:: PROVIDED RECORDS ::

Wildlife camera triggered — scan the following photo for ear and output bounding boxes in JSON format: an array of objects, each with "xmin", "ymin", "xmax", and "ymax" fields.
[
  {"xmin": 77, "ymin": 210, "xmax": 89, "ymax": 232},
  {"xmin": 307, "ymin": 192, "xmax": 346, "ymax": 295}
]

:::

Give back all the data exactly as written.

Wildlife camera triggered — scan the following photo for ear and output bounding boxes in JSON format: an array of objects, each with "xmin", "ymin", "xmax", and "ymax" fields.
[
  {"xmin": 77, "ymin": 210, "xmax": 89, "ymax": 232},
  {"xmin": 307, "ymin": 192, "xmax": 346, "ymax": 295}
]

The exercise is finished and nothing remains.